### WHAT THE TASK REQUIRES
Output the data below as a numbered list, starting at the line that contains "For the scoring pass, find every instance of the kitchen" and stopping after the line that contains "[[504, 389], [502, 199]]". Skip blank lines and leave out the pictures.

---- DATASET ROWS

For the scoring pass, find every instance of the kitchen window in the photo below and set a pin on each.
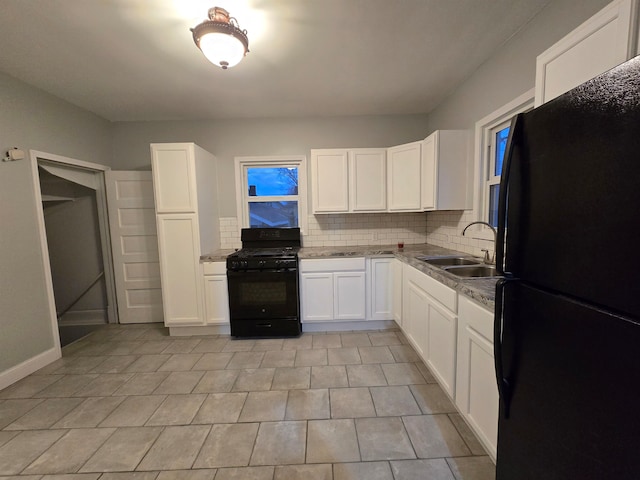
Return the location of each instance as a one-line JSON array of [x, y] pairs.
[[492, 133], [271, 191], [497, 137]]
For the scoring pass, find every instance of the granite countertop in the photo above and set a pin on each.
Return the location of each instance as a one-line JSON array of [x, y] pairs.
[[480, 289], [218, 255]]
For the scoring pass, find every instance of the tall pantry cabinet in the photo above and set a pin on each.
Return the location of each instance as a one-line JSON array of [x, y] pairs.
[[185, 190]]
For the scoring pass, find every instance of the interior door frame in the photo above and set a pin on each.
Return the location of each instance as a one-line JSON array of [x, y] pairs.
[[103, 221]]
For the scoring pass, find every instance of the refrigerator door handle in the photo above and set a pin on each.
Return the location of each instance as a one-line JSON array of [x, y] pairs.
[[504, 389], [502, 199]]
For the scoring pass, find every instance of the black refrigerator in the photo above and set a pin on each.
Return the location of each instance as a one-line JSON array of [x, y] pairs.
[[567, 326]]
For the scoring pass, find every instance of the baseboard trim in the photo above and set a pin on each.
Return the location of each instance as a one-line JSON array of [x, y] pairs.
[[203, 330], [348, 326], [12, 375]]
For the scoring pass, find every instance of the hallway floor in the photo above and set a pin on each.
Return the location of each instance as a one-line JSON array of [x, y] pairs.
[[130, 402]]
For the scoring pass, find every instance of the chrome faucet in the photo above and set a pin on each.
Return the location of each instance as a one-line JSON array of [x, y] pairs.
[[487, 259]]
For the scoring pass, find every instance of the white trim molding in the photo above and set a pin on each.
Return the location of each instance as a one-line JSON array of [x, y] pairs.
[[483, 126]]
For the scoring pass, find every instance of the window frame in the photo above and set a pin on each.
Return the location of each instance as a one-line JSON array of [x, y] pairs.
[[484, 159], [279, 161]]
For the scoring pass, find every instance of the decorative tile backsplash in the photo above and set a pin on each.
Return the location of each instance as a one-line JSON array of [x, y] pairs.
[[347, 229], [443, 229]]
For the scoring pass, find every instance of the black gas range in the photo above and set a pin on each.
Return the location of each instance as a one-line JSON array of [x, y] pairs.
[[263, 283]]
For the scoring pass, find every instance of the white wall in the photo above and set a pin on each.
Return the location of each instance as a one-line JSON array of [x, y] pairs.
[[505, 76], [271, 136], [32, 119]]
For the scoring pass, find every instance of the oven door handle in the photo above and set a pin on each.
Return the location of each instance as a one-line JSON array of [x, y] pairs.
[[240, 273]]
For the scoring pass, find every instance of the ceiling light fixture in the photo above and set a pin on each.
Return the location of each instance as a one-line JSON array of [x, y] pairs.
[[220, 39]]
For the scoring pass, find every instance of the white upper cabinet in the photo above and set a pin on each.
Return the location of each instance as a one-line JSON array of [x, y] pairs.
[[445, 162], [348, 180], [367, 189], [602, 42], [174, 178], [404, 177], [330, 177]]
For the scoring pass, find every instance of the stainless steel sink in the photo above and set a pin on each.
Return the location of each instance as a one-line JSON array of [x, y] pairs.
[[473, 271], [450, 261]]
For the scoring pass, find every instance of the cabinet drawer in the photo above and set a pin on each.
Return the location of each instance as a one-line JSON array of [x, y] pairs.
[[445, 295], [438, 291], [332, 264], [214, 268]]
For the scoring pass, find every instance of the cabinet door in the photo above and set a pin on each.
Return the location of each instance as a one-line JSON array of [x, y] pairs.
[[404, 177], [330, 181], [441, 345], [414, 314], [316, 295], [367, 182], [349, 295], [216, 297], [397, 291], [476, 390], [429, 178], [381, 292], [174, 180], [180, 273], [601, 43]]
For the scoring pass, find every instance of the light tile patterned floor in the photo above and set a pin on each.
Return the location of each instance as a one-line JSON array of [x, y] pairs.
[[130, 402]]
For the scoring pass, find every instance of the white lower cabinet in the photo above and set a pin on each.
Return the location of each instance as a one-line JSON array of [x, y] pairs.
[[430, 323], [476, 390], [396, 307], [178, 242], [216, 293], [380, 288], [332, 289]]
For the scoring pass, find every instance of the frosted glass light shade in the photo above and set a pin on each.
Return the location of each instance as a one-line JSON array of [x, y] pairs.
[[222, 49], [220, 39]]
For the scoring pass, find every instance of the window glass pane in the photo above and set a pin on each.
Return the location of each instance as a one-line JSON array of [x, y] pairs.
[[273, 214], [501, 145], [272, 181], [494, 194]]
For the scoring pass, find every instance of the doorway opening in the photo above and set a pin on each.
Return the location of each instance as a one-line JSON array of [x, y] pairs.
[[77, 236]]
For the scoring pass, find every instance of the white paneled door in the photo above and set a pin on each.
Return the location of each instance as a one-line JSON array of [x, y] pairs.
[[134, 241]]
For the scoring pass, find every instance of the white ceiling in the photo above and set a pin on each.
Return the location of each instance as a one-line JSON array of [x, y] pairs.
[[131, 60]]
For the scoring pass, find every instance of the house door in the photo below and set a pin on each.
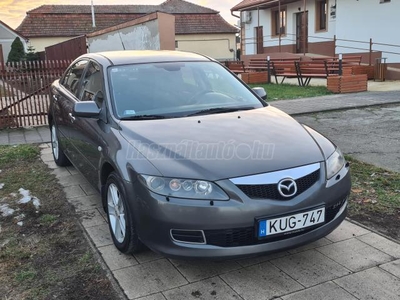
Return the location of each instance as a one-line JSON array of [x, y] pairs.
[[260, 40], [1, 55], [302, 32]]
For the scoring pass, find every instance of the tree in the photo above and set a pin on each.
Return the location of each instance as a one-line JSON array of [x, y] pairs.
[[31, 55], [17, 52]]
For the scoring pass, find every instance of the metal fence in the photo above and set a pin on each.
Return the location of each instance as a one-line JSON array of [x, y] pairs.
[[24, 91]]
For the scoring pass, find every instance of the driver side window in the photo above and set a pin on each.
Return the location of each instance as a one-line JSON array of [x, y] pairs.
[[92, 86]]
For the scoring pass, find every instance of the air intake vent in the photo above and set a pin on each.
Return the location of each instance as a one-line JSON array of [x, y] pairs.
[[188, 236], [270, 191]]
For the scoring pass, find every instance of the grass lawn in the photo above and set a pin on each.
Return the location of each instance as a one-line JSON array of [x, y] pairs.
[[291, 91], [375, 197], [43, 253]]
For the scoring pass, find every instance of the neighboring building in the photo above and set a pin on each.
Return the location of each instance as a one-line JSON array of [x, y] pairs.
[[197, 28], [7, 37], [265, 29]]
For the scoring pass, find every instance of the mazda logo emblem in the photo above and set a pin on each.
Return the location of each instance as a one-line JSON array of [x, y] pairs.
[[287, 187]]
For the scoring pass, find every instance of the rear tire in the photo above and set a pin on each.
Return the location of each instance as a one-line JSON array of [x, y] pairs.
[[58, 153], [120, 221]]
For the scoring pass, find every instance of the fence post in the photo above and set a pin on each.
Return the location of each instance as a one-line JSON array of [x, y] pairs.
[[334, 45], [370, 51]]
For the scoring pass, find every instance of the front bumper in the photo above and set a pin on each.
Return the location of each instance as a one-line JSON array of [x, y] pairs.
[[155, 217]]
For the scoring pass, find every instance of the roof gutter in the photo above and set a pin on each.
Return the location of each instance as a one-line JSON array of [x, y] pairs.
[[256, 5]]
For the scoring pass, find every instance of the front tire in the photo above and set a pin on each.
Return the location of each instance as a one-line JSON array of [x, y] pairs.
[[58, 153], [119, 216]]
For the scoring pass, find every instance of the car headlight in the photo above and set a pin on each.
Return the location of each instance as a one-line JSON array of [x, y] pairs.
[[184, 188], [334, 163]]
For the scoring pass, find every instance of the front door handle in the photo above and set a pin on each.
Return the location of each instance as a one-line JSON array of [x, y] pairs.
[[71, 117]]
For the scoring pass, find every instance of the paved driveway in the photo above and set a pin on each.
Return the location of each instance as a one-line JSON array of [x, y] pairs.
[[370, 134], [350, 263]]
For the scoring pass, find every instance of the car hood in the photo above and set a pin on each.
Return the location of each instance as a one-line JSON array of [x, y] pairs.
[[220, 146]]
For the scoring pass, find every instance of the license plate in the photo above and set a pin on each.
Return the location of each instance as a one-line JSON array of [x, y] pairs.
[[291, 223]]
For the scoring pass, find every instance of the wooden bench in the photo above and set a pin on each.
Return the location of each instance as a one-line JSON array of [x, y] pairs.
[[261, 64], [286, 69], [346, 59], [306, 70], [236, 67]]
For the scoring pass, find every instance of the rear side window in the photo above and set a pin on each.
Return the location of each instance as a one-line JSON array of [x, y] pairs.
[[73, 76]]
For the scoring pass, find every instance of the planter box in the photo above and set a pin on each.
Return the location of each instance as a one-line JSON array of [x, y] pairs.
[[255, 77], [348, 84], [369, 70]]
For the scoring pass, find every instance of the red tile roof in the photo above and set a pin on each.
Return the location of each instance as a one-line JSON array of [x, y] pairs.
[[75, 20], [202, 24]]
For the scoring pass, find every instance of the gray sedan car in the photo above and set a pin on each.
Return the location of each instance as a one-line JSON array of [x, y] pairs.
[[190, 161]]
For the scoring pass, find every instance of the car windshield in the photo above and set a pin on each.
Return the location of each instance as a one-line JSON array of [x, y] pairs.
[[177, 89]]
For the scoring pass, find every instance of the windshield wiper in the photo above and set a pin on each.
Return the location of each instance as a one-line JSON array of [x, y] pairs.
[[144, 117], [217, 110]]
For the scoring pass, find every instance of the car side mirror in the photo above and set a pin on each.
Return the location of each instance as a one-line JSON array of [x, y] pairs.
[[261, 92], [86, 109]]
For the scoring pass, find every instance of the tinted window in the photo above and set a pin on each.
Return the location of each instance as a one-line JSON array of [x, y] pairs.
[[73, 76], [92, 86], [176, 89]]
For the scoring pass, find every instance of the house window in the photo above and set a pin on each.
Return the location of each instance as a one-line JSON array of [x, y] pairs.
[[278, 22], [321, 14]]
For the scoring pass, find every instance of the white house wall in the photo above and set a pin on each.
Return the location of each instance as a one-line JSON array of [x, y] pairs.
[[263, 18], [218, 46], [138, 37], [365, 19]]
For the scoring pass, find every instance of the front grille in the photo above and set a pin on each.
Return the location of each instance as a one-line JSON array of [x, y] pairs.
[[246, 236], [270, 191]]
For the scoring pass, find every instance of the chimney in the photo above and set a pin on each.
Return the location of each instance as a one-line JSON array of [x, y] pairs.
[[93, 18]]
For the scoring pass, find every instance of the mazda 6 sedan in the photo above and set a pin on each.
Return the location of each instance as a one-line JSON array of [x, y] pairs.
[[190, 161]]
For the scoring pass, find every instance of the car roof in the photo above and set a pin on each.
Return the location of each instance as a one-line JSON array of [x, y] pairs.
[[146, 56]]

--------
---- DATASET ROWS

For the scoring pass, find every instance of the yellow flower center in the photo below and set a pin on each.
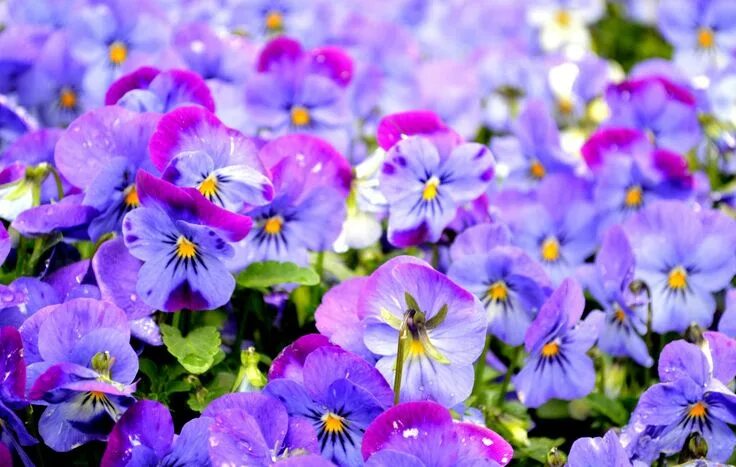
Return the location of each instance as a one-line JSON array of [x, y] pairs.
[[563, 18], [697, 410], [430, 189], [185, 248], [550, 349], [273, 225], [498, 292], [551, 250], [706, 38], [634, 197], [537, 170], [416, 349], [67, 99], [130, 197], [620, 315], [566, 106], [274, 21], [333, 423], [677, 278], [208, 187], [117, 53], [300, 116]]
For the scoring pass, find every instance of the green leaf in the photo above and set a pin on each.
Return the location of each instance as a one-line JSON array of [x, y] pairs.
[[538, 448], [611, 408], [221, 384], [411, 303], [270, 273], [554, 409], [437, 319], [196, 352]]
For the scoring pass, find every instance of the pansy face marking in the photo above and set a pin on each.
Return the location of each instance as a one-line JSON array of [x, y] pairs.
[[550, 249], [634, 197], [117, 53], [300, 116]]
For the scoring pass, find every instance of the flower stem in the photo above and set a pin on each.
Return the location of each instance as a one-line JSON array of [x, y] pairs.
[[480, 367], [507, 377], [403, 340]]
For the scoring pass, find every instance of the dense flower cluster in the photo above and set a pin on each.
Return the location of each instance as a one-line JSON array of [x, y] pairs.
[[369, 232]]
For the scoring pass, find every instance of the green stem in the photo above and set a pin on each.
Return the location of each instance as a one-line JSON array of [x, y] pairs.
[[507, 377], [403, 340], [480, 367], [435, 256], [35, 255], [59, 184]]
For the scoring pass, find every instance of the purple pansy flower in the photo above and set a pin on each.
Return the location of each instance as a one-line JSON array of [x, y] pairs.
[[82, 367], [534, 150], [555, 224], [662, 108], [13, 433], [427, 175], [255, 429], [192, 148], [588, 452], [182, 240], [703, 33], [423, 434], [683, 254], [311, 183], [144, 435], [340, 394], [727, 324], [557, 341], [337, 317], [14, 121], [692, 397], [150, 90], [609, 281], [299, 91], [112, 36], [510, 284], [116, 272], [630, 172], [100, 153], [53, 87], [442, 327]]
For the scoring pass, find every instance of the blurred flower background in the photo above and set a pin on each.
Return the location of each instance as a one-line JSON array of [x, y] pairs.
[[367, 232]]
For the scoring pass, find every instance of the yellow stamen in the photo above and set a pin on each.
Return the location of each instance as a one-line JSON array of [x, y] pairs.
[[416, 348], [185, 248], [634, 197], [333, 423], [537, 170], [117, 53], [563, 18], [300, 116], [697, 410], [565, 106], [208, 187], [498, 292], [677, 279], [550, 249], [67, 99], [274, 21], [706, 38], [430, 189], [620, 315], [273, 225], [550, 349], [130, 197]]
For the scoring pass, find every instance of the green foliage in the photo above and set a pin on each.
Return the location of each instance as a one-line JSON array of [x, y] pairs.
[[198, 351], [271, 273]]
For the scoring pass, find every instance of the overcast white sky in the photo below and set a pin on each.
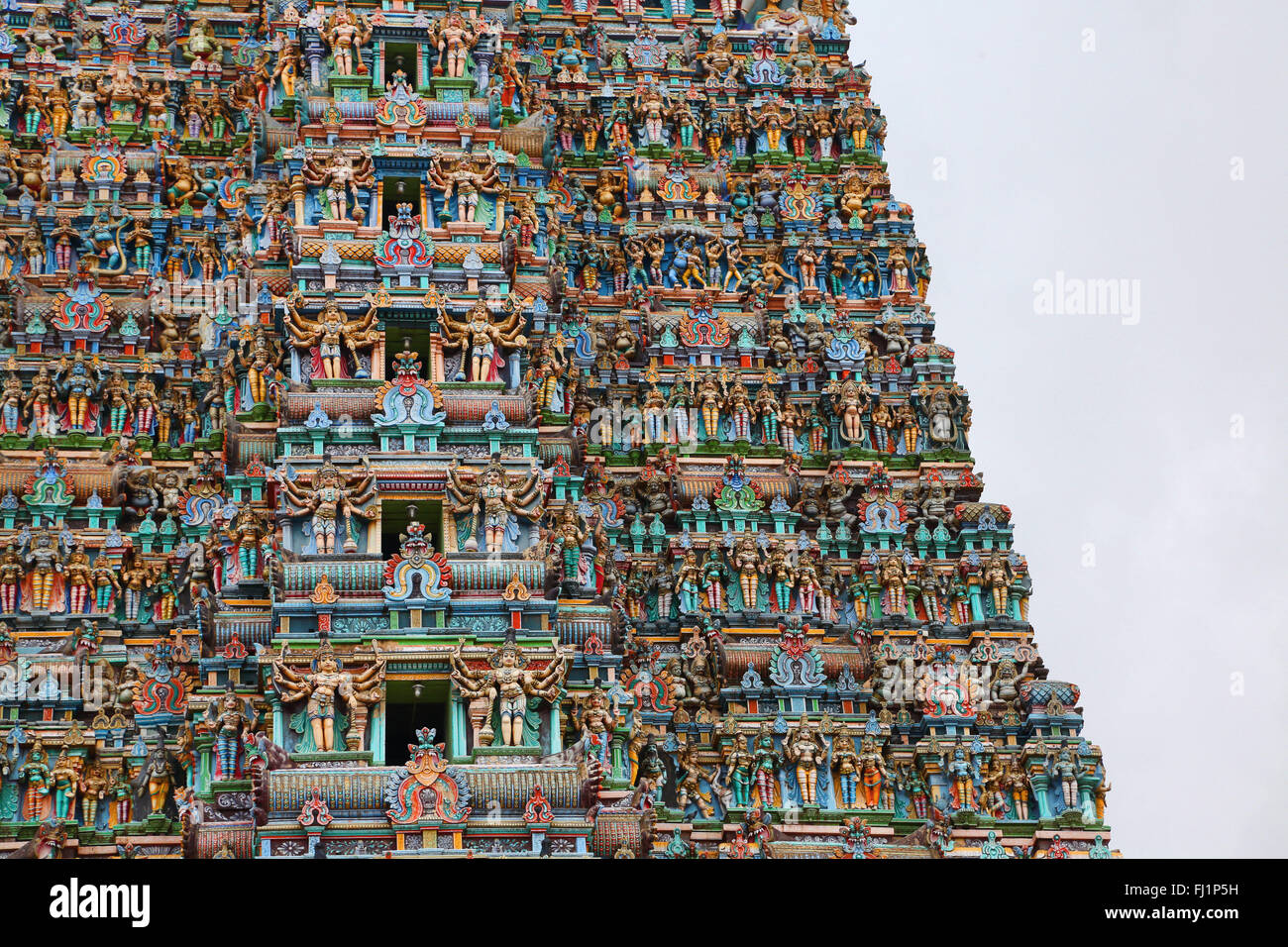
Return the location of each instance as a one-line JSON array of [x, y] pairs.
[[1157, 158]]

--------

### ANSWER TO THE EXERCISE
1. For the scoring pass, find every instance of the kitchen window in the photo below and set a pin on each.
2. Return the location of each instance as a one-line JSON array of [x, y] pairs.
3. [[492, 133], [271, 191], [497, 137]]
4. For the scoring pass, find every instance of the granite countertop in the photo above and set a pin on each.
5. Return the location of each instance as a one-line JSON array of [x, y] pairs.
6. [[480, 289], [218, 255]]
7. For the scoring pass, find every instance of the tall pantry cabinet in the photo above and set a pin on each.
8. Return the location of each instance as a one-line JSON array of [x, y] pairs.
9. [[185, 190]]
10. For the scoring pass, find every instance of the interior door frame in the photo above and set a pin on each.
11. Return the location of each instance as a one-line JSON array of [x, y] pairs.
12. [[103, 221]]
13. For the scoring pass, find every instance of the refrigerator door handle in the photo above and set a pin on each.
14. Return the location of each instance as a one-line JSON array of [x, y] pairs.
15. [[504, 389], [502, 199]]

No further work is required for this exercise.